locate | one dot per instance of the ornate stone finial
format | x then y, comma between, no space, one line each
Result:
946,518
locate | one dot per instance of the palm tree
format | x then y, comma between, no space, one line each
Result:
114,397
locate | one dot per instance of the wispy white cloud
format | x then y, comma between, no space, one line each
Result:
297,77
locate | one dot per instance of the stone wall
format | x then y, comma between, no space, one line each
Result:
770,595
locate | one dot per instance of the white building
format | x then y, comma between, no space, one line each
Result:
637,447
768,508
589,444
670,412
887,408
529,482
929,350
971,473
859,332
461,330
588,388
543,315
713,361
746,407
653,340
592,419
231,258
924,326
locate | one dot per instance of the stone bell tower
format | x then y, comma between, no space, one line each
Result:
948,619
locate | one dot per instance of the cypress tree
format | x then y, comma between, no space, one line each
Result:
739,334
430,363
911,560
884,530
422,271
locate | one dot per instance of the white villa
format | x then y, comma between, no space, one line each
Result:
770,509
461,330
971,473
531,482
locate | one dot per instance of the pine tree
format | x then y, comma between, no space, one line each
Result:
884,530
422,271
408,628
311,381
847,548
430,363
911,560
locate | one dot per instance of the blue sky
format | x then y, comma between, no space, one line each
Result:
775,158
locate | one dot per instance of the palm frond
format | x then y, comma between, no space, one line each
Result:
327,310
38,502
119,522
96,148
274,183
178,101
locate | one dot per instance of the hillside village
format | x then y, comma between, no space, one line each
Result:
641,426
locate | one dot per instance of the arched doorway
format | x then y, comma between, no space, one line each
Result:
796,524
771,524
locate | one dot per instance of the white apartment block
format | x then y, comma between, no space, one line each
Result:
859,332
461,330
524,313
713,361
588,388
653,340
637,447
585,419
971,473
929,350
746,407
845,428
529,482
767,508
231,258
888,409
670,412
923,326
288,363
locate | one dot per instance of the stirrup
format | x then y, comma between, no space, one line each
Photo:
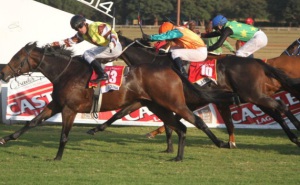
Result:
100,78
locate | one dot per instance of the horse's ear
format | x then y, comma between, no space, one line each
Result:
119,33
31,45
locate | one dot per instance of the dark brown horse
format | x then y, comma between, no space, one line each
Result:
288,61
70,95
293,49
245,76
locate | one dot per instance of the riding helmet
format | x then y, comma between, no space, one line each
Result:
249,20
166,26
76,21
219,20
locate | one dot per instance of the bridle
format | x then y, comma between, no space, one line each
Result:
294,53
26,60
22,63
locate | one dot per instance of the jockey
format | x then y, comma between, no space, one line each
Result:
187,46
254,37
99,34
240,43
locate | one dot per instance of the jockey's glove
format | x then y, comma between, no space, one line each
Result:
111,45
146,37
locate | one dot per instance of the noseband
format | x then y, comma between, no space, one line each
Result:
26,60
297,53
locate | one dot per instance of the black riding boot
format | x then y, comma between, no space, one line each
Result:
180,67
100,72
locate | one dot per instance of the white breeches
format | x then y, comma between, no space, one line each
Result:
191,55
258,41
102,52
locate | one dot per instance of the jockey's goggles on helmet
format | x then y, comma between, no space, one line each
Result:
79,26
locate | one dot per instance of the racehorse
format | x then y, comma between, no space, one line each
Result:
293,49
244,76
288,61
70,76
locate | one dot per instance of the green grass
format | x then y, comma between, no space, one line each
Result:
123,155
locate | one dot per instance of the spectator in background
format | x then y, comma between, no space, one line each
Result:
240,43
213,40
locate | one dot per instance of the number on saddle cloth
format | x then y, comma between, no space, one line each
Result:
203,72
115,74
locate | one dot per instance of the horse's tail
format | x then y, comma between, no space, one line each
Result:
287,83
210,96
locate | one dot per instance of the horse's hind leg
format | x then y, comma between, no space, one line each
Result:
293,119
155,132
188,115
276,115
123,112
68,117
225,112
48,112
171,122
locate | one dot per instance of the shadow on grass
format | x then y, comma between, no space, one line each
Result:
48,136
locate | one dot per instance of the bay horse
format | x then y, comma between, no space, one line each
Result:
244,76
288,61
70,77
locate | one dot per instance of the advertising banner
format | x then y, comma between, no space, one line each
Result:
28,95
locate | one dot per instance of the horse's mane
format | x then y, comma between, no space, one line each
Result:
51,50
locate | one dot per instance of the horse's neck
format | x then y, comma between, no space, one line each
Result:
56,68
134,56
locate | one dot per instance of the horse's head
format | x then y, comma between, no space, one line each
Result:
293,49
19,64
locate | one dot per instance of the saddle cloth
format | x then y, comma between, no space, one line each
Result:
115,74
203,72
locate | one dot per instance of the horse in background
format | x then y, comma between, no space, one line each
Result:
231,72
288,62
71,95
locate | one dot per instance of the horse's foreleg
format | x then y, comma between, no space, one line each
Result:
293,119
155,132
276,115
48,112
199,123
115,117
68,117
186,114
169,139
225,112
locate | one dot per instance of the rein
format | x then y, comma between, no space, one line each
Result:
141,44
31,70
18,72
298,49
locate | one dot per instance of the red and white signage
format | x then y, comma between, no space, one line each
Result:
27,96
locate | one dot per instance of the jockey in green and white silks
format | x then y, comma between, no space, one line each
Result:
255,38
98,33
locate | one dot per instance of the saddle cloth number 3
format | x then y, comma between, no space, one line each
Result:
206,71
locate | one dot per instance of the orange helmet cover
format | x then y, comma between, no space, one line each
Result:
249,20
166,26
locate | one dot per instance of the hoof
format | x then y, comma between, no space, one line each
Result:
2,141
232,145
224,145
167,151
149,136
176,159
91,132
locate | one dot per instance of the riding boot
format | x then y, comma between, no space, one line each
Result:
100,72
180,67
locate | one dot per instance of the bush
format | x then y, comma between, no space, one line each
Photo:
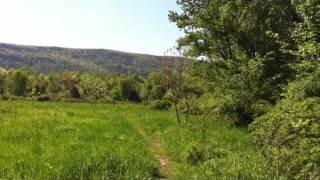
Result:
204,152
289,139
161,105
43,98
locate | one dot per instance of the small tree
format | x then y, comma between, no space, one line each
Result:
18,83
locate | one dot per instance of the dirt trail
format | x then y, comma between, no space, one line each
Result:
165,165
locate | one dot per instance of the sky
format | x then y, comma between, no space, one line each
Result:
139,26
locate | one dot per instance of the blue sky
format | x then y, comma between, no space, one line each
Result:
139,26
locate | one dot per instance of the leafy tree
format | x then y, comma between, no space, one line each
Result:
3,78
18,81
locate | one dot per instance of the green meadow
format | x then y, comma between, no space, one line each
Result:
61,140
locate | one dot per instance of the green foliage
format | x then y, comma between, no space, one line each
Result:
289,139
46,140
18,83
161,104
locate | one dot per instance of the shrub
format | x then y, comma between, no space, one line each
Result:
289,139
204,152
43,98
161,104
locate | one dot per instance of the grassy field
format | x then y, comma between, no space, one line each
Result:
54,140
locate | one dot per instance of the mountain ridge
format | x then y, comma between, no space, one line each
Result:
58,59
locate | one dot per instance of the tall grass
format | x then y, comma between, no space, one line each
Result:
71,141
55,140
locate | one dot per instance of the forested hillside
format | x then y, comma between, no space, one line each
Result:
55,59
250,109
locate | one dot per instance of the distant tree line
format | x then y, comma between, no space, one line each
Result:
154,90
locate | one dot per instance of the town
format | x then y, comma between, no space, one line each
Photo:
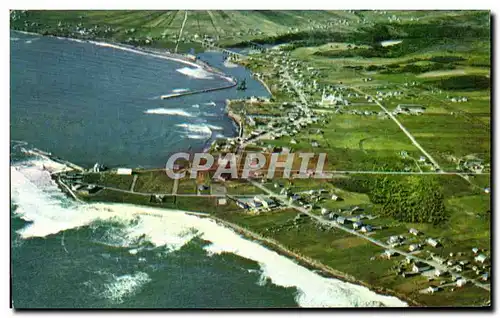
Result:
404,127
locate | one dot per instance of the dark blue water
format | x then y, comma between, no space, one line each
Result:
89,103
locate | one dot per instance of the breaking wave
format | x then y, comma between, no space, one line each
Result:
196,131
180,90
124,286
168,111
39,200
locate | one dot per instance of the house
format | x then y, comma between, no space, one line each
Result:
485,277
266,202
394,239
410,109
481,258
463,262
413,231
389,253
336,197
432,289
461,282
357,225
76,187
420,267
438,259
414,247
439,272
341,220
366,228
332,216
124,171
202,187
432,242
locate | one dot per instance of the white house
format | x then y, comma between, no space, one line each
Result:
124,171
413,231
420,267
414,247
481,258
265,201
432,242
461,282
366,228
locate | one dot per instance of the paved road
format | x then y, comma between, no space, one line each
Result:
372,240
180,33
133,183
413,140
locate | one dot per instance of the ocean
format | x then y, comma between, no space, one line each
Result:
85,103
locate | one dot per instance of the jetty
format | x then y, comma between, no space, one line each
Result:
233,83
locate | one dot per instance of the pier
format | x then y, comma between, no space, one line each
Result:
200,91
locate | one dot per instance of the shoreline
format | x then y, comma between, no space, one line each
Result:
140,50
264,84
303,260
311,264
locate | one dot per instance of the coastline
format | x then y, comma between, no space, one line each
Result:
267,242
264,84
309,263
140,50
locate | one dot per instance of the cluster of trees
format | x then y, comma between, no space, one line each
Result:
415,199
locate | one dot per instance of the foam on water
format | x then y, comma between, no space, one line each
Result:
40,201
197,131
198,73
180,90
168,111
124,286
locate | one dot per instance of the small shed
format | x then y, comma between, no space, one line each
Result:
413,231
366,228
432,242
481,258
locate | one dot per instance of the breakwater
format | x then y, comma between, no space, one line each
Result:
232,83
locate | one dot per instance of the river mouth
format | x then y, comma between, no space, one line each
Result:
109,107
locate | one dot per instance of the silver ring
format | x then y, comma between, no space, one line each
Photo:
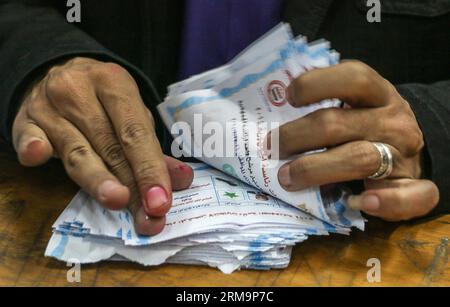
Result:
387,162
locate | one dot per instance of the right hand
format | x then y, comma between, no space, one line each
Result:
90,115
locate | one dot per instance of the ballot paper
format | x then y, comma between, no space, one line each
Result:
219,221
247,99
235,215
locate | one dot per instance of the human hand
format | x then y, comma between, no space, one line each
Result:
90,115
377,113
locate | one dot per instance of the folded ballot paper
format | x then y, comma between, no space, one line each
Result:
235,215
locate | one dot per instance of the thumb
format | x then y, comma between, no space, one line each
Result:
397,199
30,142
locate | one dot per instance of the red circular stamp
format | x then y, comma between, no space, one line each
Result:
276,93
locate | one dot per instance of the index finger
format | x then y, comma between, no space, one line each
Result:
134,128
353,82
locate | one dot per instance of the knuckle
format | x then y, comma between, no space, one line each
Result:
113,155
108,73
147,171
132,133
76,155
365,158
331,124
363,75
62,83
301,169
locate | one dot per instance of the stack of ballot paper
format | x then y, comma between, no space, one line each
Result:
235,215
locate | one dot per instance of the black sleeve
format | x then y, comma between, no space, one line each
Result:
431,105
33,36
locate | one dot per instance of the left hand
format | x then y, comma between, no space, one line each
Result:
378,114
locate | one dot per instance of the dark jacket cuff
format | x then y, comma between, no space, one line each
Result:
433,118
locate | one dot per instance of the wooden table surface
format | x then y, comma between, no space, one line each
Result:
411,254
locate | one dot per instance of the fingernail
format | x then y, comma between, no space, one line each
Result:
155,198
284,176
183,168
290,95
267,144
28,144
106,188
370,203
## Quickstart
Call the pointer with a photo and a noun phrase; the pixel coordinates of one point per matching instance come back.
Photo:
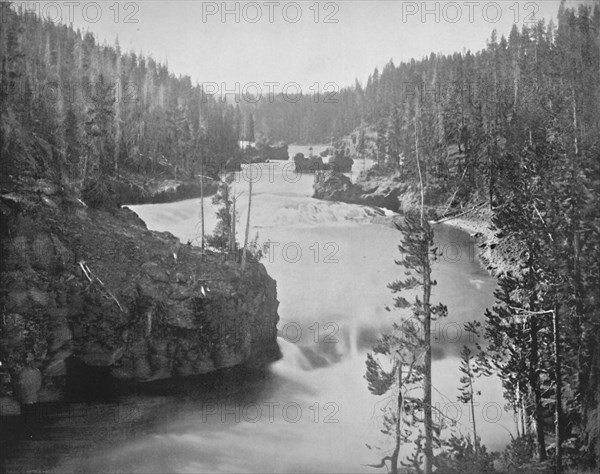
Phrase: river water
(311, 410)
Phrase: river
(311, 410)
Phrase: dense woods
(514, 127)
(522, 136)
(85, 114)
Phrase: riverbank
(496, 256)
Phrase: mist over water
(311, 410)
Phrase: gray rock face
(100, 287)
(369, 190)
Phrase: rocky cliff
(369, 190)
(98, 287)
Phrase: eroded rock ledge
(371, 189)
(100, 287)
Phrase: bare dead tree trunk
(558, 409)
(202, 203)
(245, 254)
(428, 450)
(534, 382)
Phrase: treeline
(84, 113)
(517, 127)
(309, 118)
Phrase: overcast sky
(246, 46)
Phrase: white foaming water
(332, 268)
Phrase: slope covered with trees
(86, 114)
(517, 127)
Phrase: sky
(324, 45)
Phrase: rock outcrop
(369, 190)
(98, 287)
(136, 191)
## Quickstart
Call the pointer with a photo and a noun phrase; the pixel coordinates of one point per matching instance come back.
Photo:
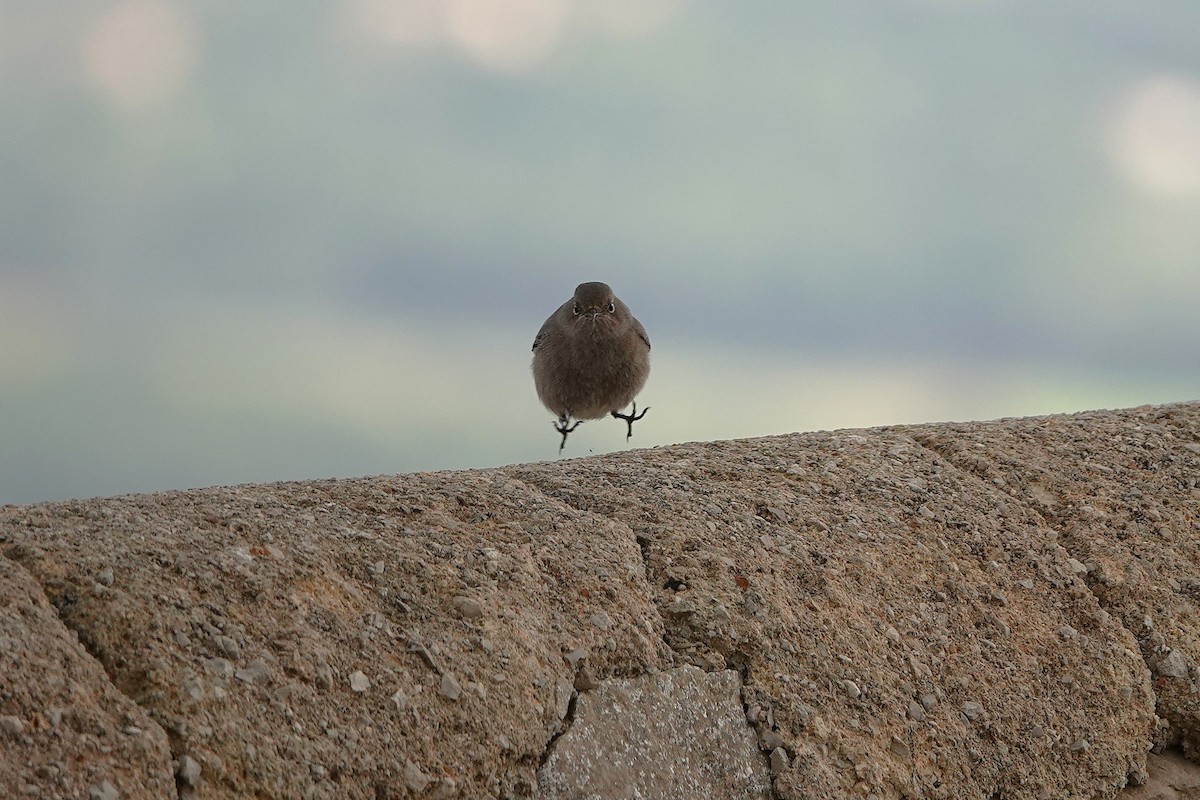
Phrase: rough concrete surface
(679, 734)
(994, 609)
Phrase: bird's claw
(633, 416)
(561, 426)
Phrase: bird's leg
(561, 426)
(634, 416)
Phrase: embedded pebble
(106, 791)
(227, 645)
(414, 779)
(1173, 665)
(769, 740)
(324, 674)
(12, 726)
(779, 762)
(189, 770)
(450, 687)
(255, 671)
(468, 607)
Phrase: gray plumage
(591, 359)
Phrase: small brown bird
(591, 359)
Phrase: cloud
(1156, 136)
(142, 52)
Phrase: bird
(591, 359)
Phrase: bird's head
(594, 302)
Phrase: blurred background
(285, 240)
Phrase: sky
(303, 240)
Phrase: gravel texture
(996, 609)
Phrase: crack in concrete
(17, 554)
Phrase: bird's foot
(562, 427)
(634, 416)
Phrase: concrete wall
(999, 609)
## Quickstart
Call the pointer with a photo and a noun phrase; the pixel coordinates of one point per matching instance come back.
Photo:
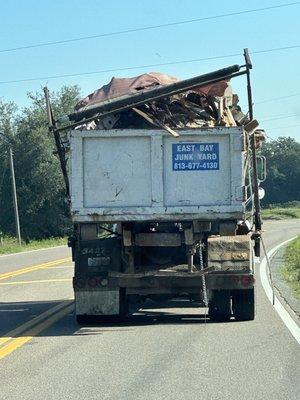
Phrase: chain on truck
(159, 207)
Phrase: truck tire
(220, 306)
(243, 305)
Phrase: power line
(277, 98)
(144, 66)
(126, 31)
(280, 117)
(283, 127)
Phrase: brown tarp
(124, 86)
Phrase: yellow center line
(21, 271)
(29, 324)
(36, 281)
(28, 335)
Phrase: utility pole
(14, 190)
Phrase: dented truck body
(160, 172)
(158, 217)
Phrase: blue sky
(275, 74)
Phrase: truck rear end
(160, 174)
(158, 217)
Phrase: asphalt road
(169, 353)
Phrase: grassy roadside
(10, 245)
(282, 211)
(291, 268)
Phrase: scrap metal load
(160, 100)
(205, 106)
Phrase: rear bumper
(136, 284)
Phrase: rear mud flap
(96, 302)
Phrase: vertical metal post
(257, 216)
(14, 192)
(59, 147)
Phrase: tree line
(43, 209)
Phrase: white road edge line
(32, 251)
(282, 312)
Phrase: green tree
(283, 170)
(40, 187)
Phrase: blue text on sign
(195, 156)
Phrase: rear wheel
(243, 304)
(220, 306)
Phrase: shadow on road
(13, 315)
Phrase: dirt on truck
(159, 176)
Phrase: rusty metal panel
(158, 239)
(130, 175)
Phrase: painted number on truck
(195, 156)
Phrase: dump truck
(160, 212)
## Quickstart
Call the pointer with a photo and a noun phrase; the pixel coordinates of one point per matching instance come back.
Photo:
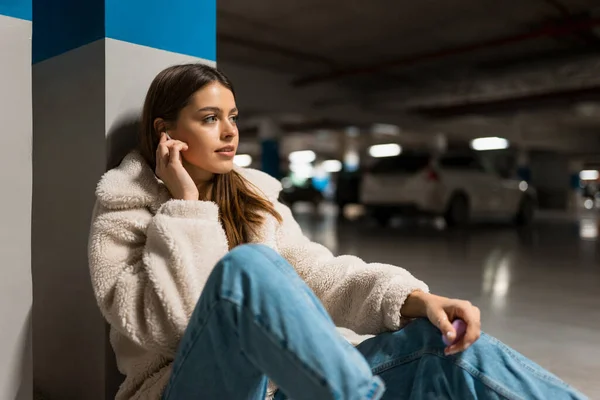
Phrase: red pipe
(548, 31)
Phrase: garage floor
(538, 289)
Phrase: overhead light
(302, 156)
(386, 129)
(523, 186)
(332, 165)
(589, 175)
(385, 150)
(302, 170)
(243, 160)
(489, 143)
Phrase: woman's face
(208, 126)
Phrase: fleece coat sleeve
(148, 270)
(365, 298)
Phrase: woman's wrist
(415, 305)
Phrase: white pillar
(15, 202)
(94, 61)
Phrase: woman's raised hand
(169, 168)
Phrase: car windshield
(405, 163)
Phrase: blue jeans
(256, 318)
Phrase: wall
(15, 203)
(92, 70)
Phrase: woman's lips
(227, 151)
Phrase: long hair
(241, 208)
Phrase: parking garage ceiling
(532, 64)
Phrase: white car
(454, 186)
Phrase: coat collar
(133, 184)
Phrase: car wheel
(382, 217)
(526, 212)
(457, 213)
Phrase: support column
(15, 203)
(550, 177)
(523, 168)
(93, 63)
(269, 135)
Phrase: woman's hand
(170, 170)
(442, 311)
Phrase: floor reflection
(538, 288)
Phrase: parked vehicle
(455, 186)
(347, 189)
(301, 193)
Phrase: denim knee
(253, 259)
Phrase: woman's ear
(160, 126)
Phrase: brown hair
(241, 208)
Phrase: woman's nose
(229, 130)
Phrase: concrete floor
(538, 289)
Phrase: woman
(210, 286)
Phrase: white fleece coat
(150, 256)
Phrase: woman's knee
(253, 259)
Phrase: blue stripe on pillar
(16, 8)
(182, 26)
(63, 25)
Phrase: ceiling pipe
(558, 99)
(554, 30)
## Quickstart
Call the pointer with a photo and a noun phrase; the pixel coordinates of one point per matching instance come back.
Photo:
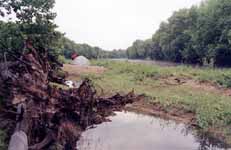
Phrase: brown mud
(49, 114)
(179, 115)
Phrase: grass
(212, 109)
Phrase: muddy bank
(135, 131)
(179, 115)
(47, 114)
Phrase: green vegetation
(2, 140)
(69, 47)
(211, 106)
(199, 35)
(33, 23)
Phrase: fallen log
(53, 114)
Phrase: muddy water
(131, 131)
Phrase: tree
(34, 21)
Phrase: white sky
(114, 24)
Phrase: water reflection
(131, 131)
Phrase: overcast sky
(114, 24)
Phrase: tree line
(199, 35)
(33, 21)
(69, 47)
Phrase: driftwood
(52, 114)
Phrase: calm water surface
(131, 131)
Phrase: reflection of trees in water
(209, 143)
(206, 141)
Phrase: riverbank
(201, 94)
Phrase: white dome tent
(81, 61)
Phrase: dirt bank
(179, 115)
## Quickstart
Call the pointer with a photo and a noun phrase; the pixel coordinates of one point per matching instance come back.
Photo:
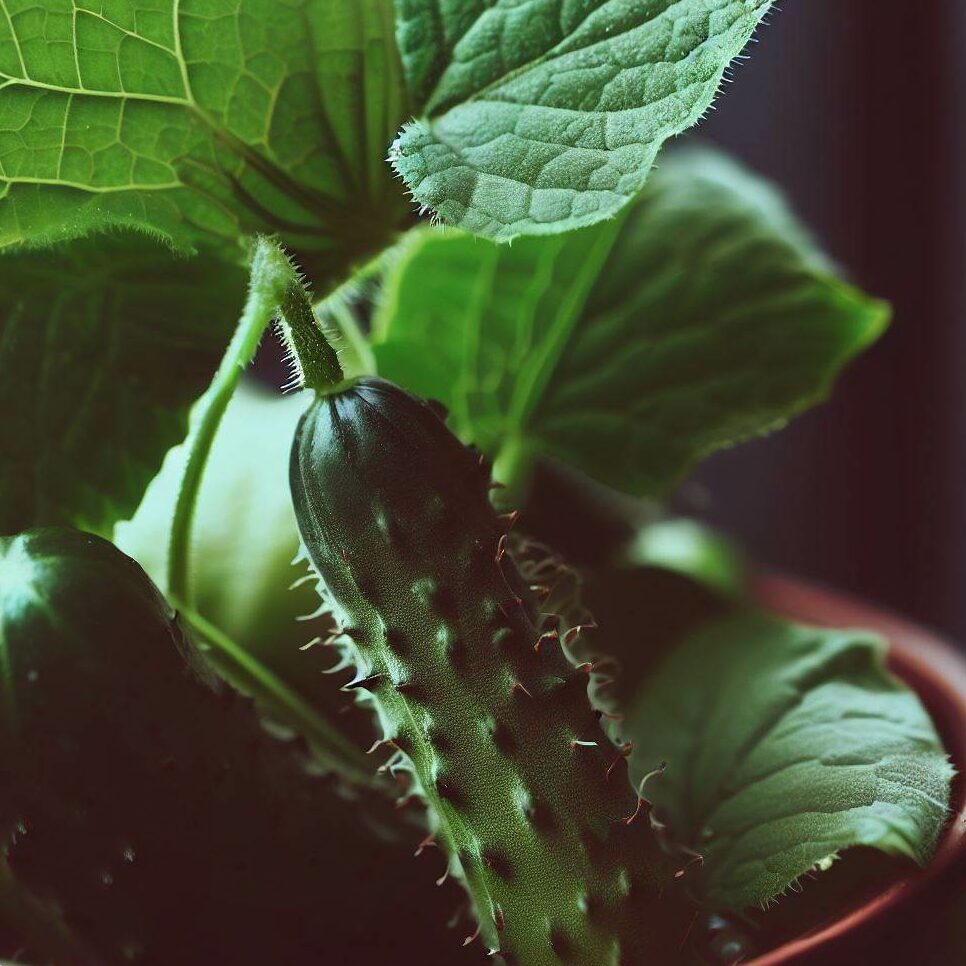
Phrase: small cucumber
(143, 803)
(532, 799)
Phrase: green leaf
(540, 116)
(104, 345)
(201, 121)
(245, 539)
(689, 548)
(700, 317)
(784, 745)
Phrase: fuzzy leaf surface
(784, 745)
(104, 345)
(245, 539)
(541, 116)
(701, 316)
(201, 121)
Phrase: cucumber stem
(330, 747)
(275, 291)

• • •

### Description of the task
The data above holds the lines to copy: start at the one with "locate | one dot per instance of the wispy", stop at the one with "locate | one dot per instance of the riding helmet", include both, copy them exactly without pictures, and copy nothing else.

### Response area
locate | one dot per instance of the wispy white cloud
format | x then y, comma between, no space, one line each
Result:
297,77
locate | one dot per instance of the stone wall
format | x then y, comma between, no space, one line each
Result:
770,595
locate | one dot per instance of the white building
format | x then y, comma between, no space, one line each
Result:
637,447
768,508
589,444
670,412
887,408
529,482
929,350
971,473
859,332
461,330
588,388
543,315
713,361
746,407
653,340
592,419
231,258
924,326
locate | one dot per instance of the stone bell tower
format | x then y, comma between, no space, one line each
Result:
948,619
locate | one dot per instance of the cypress tree
format | x then y, comma between, no space, one line each
Result:
739,334
430,363
911,560
884,530
422,271
locate | one dot per instance of the white villa
format | x then y, comma between, no space, one line each
Result:
770,509
461,330
971,473
531,482
locate | one dot per instance of the pine tree
format | x then y, comma between, no space, one line each
Result:
884,530
422,271
408,628
311,381
847,548
430,363
911,560
locate | one dot per instance of the blue sky
format | x then y, comma between, no space, one line each
Result:
775,158
locate | one dot per instance of the palm frond
format | x then y, comma between, no space, one line each
Result:
327,310
38,502
119,522
96,148
274,183
178,101
locate | one dot per instance of the hillside village
format | x then y, comma between, no space, one line each
Result:
641,426
locate | one dot per instance of the arched doorway
format | x then y, comma between, no space, one line each
Result:
796,524
771,524
locate | one dot per instance of the white apartment block
format | x then y, comma between, no space, one line each
Result:
859,332
461,330
524,313
713,361
588,388
653,340
637,447
585,419
971,473
929,350
746,407
845,428
529,482
767,508
231,258
888,409
670,412
923,326
288,363
locate | one dot per instance of the stirrup
format | x then y, comma between, no space, one line each
Photo:
Result:
100,78
locate | one dot per instance of the horse's ear
format | x then y, comma between, no space, one line each
Result:
119,33
31,45
locate | one dot per instance of the dark brown horse
format | x then y, comma between, no space, one line each
Result:
288,61
70,95
293,49
245,76
locate | one dot per instance of the riding helmet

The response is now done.